Write out every line of the material as it stands, apart from the pictures.

** start of Provided records **

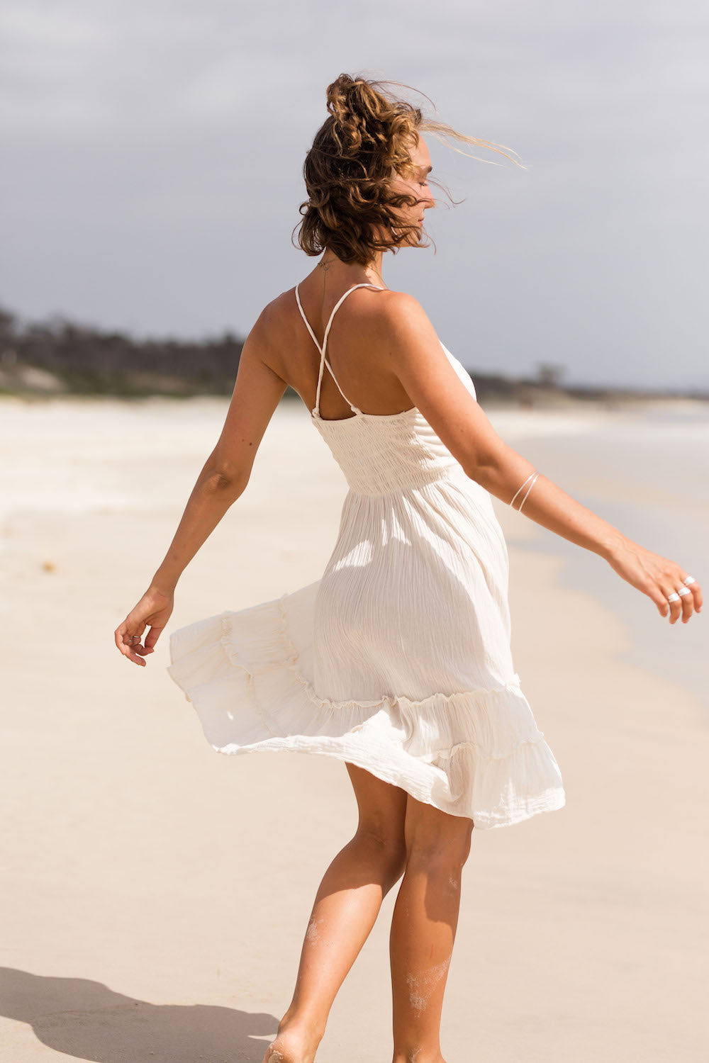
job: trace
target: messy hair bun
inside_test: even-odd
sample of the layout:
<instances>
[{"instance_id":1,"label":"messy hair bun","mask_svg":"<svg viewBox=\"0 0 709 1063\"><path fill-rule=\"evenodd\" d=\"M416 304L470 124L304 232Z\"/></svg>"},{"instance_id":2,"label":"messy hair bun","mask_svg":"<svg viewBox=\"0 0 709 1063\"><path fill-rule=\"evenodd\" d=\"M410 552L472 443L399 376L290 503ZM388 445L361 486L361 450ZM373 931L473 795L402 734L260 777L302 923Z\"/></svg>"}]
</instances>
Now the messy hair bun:
<instances>
[{"instance_id":1,"label":"messy hair bun","mask_svg":"<svg viewBox=\"0 0 709 1063\"><path fill-rule=\"evenodd\" d=\"M396 215L398 208L420 201L390 188L393 173L410 178L419 134L451 136L493 151L502 147L424 117L420 107L384 89L385 84L401 85L341 73L327 86L328 117L303 165L308 199L299 207L302 221L297 229L298 243L307 255L330 249L342 261L365 266L377 251L395 253L401 244L410 246L411 233L417 234L415 246L429 247L421 242L419 225L406 224Z\"/></svg>"}]
</instances>

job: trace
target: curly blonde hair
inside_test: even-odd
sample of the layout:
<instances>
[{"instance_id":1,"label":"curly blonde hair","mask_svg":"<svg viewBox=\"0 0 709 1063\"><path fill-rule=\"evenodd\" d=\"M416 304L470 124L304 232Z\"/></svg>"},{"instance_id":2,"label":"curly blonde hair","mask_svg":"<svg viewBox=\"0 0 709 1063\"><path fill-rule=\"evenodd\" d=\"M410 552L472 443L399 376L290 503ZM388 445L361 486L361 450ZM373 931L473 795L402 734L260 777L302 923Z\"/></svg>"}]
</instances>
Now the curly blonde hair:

** end of Provided records **

Task solution:
job: trace
target: messy hair bun
inside_test: even-odd
sample of the layout:
<instances>
[{"instance_id":1,"label":"messy hair bun","mask_svg":"<svg viewBox=\"0 0 709 1063\"><path fill-rule=\"evenodd\" d=\"M416 304L470 124L304 232Z\"/></svg>"},{"instance_id":2,"label":"messy hair bun","mask_svg":"<svg viewBox=\"0 0 709 1063\"><path fill-rule=\"evenodd\" d=\"M410 552L472 443L399 376L290 503ZM388 445L361 486L361 450ZM373 931L473 795L402 734L260 777L302 923Z\"/></svg>"}]
</instances>
Now the messy hair bun:
<instances>
[{"instance_id":1,"label":"messy hair bun","mask_svg":"<svg viewBox=\"0 0 709 1063\"><path fill-rule=\"evenodd\" d=\"M396 215L398 208L420 201L390 188L393 173L410 178L419 134L451 136L493 151L502 147L424 117L420 107L384 89L385 84L401 85L341 73L327 86L328 117L303 165L308 199L299 207L302 221L297 229L298 243L307 255L330 249L342 261L365 266L377 251L395 253L401 244L410 246L411 233L417 234L415 246L429 247L421 242L419 225L406 224Z\"/></svg>"}]
</instances>

job: trace
target: curly blonde hair
inside_test: even-odd
sample of the layout:
<instances>
[{"instance_id":1,"label":"curly blonde hair","mask_svg":"<svg viewBox=\"0 0 709 1063\"><path fill-rule=\"evenodd\" d=\"M416 304L470 124L304 232Z\"/></svg>"},{"instance_id":2,"label":"curly blonde hair","mask_svg":"<svg viewBox=\"0 0 709 1063\"><path fill-rule=\"evenodd\" d=\"M410 552L472 443L399 376L290 503ZM388 445L361 486L361 450ZM373 931L473 795L402 734L260 777L302 923Z\"/></svg>"}]
</instances>
Now the curly blonde hair:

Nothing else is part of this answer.